What this task involves ->
Convert the lines of the items below, starting at the line that contains "Mark the terracotta" and ending at the last line of the items, into a Markdown table with the columns Row and Item line. Number the rows in order and leave out blank lines.

^^^^^^^^^^^^^^^^

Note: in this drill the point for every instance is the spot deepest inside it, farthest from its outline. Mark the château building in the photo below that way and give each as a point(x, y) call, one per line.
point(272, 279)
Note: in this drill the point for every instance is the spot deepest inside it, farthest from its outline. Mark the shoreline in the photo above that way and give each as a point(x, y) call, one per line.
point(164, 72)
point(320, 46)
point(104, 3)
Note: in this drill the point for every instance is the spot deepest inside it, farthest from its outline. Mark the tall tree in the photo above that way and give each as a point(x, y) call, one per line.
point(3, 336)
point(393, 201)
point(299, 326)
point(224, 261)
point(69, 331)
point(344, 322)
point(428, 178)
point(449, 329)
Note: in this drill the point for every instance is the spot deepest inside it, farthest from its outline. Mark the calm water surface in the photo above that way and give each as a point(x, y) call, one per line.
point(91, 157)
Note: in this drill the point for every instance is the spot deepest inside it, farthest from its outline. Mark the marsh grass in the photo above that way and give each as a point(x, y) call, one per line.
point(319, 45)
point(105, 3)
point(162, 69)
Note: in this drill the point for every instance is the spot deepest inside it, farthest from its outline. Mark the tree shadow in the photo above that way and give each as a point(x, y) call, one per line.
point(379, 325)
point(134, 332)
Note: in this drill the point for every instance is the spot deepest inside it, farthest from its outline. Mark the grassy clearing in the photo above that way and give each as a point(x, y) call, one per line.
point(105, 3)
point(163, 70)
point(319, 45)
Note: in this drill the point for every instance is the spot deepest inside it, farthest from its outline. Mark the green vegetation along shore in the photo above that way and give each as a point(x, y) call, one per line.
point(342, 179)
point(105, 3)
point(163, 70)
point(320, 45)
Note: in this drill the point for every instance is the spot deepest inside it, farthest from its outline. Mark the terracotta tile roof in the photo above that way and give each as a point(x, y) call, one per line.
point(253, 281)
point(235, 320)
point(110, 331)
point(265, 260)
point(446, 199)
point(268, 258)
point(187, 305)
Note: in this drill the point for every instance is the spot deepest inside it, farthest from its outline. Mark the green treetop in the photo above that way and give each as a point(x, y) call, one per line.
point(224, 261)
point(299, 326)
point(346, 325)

^^^^^^^^^^^^^^^^

Correct output ->
| Row | Item line |
|---|---|
| 1 | Note: in this drill the point for every instance is the spot deepest inside it, farthest from its outline. Mark the terracotta tile roof in the photo above that way and give each as a point(x, y) call, one per line. |
| 2 | point(253, 281) |
| 3 | point(235, 320) |
| 4 | point(110, 331) |
| 5 | point(265, 260) |
| 6 | point(446, 199) |
| 7 | point(268, 258) |
| 8 | point(187, 305) |
| 9 | Note: in this drill the point for every instance is the spot deepest inside it, farthest from its outline. Mark the green treetop in the photo above that way and give each as a point(x, y) call, one per line. |
| 10 | point(224, 261) |
| 11 | point(299, 326) |
| 12 | point(346, 325) |